What is expected -
Render every line of the records below as a Markdown table with two columns, Row and Line, where Row holds a running number and Line holds the text of that line; omit blank lines.

[Segmentation labeling records]
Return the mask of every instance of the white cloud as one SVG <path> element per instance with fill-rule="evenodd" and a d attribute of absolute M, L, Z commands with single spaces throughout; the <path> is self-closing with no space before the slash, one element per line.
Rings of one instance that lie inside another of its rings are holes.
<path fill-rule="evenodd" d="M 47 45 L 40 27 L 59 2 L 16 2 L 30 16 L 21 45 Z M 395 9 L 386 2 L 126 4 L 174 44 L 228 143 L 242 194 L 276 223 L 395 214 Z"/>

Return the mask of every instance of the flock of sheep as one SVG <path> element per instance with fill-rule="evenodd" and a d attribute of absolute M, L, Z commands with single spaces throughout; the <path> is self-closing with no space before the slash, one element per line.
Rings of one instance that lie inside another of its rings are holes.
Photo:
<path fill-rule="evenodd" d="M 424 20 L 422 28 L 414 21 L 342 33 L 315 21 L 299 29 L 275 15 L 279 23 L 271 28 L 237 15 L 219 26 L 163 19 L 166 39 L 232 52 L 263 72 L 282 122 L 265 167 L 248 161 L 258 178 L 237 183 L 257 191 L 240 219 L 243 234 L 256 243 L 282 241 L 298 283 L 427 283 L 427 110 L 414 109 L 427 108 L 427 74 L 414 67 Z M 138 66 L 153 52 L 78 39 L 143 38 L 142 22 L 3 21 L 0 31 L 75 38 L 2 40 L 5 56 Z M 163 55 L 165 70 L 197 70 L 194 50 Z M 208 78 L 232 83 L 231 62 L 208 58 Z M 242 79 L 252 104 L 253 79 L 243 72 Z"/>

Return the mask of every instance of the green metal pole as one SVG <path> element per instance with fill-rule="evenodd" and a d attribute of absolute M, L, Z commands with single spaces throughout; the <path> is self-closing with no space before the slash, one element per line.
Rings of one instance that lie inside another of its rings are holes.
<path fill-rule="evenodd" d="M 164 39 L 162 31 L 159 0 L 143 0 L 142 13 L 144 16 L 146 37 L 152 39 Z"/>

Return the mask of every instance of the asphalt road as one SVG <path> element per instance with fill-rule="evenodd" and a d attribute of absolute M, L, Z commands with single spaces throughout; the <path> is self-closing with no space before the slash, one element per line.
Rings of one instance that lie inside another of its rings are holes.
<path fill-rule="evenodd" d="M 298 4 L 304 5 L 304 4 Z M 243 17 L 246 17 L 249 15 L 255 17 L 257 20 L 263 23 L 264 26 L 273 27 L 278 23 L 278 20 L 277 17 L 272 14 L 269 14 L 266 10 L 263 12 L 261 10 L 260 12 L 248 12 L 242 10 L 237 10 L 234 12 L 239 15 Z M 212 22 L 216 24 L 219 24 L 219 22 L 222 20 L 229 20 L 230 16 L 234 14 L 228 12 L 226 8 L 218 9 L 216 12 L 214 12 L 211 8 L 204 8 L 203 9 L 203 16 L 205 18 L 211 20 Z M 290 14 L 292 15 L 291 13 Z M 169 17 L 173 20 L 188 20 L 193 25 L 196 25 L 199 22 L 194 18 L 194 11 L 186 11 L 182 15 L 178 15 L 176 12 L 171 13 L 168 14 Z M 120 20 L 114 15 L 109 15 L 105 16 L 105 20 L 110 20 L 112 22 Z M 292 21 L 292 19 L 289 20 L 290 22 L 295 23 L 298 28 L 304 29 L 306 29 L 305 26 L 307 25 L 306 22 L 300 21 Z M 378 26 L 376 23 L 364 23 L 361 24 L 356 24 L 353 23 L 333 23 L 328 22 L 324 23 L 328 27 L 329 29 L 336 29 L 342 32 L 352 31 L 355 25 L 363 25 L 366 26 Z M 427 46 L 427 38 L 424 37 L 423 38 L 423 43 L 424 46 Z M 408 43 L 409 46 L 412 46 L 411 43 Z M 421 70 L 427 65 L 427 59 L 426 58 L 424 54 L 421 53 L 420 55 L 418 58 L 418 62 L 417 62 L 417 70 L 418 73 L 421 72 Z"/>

Full answer -
| Row | Line |
|---|---|
| 1 | Return the mask of every instance of the white cloud as one SVG <path> element per instance with fill-rule="evenodd" and a d attribute of absolute M, L, Z commands with single spaces throughout; the <path> is self-closing with no space before the slash, one element per line. |
| 2 | Rings of one instance that lie inside another of its rings are holes. |
| 3 | <path fill-rule="evenodd" d="M 47 45 L 40 27 L 59 2 L 16 2 L 30 16 L 21 45 Z M 395 9 L 386 2 L 126 4 L 174 44 L 228 143 L 242 194 L 276 223 L 395 214 Z"/> |
| 4 | Return the mask of every instance of the flock of sheep as one SVG <path> element per instance with fill-rule="evenodd" and a d attribute of absolute M, L, Z commands with single spaces throughout; the <path> is self-closing with no space before the slash, one element per line. |
| 5 | Rings of one instance that lie inside another of its rings are holes. |
| 6 | Photo: |
| 7 | <path fill-rule="evenodd" d="M 424 20 L 422 28 L 414 21 L 342 33 L 315 21 L 299 29 L 275 15 L 279 23 L 271 28 L 237 15 L 219 26 L 163 19 L 166 39 L 232 52 L 263 72 L 282 122 L 265 167 L 248 161 L 258 178 L 237 183 L 257 191 L 240 219 L 243 234 L 256 243 L 282 241 L 298 283 L 427 283 L 427 110 L 414 109 L 427 108 L 427 74 L 414 67 Z M 138 66 L 153 52 L 78 39 L 143 38 L 142 22 L 3 21 L 0 31 L 75 38 L 2 40 L 5 56 Z M 163 55 L 165 70 L 197 70 L 194 50 Z M 208 78 L 232 83 L 231 62 L 208 58 Z M 242 79 L 252 104 L 253 79 L 243 72 Z"/> |
| 8 | Return the mask of every instance of the green metal pole as one SVG <path> element per instance with fill-rule="evenodd" and a d attribute of absolute M, L, Z commands with single spaces throughout; the <path> is self-closing with no space before the slash, one element per line. |
| 9 | Rings of one instance that lie inside another of its rings are holes. |
| 10 | <path fill-rule="evenodd" d="M 164 39 L 162 31 L 159 0 L 143 0 L 142 13 L 144 16 L 146 37 L 152 39 Z"/> |
| 11 | Return the mask of every instance of the asphalt road as one SVG <path> element per instance with fill-rule="evenodd" and a d attribute of absolute M, L, Z commands with single spaces throughout; the <path> is self-closing with no space before the slash, one element per line. |
| 12 | Rings of one instance that lie inside another of its rings are holes. |
| 13 | <path fill-rule="evenodd" d="M 298 4 L 304 5 L 304 4 Z M 243 17 L 246 17 L 249 15 L 255 17 L 257 20 L 263 23 L 264 26 L 273 27 L 278 23 L 278 20 L 277 17 L 272 14 L 269 14 L 266 10 L 263 12 L 261 10 L 260 12 L 248 12 L 242 10 L 237 10 L 234 12 L 239 15 Z M 212 22 L 216 24 L 219 24 L 219 22 L 222 20 L 229 20 L 230 16 L 234 14 L 228 12 L 226 8 L 218 9 L 216 12 L 214 12 L 211 8 L 204 8 L 203 9 L 203 16 L 205 18 L 211 20 Z M 290 14 L 292 15 L 291 13 Z M 169 17 L 173 20 L 188 20 L 193 25 L 196 25 L 199 22 L 194 18 L 194 11 L 186 11 L 182 15 L 178 15 L 176 12 L 171 13 L 168 14 Z M 120 20 L 114 15 L 109 15 L 105 16 L 105 20 L 110 20 L 112 22 Z M 292 21 L 292 19 L 289 20 L 290 22 L 295 23 L 298 28 L 304 29 L 306 29 L 305 26 L 307 25 L 306 22 L 300 21 Z M 378 26 L 376 23 L 364 23 L 361 24 L 356 24 L 353 23 L 333 23 L 328 22 L 324 23 L 328 27 L 329 29 L 336 29 L 342 32 L 352 31 L 355 25 L 363 25 L 366 26 Z M 427 46 L 427 38 L 424 37 L 423 38 L 423 43 L 424 46 Z M 408 43 L 409 46 L 412 46 L 411 43 Z M 421 70 L 427 65 L 427 59 L 426 58 L 424 54 L 421 53 L 420 55 L 418 58 L 418 62 L 417 62 L 417 70 L 418 73 L 421 72 Z"/> |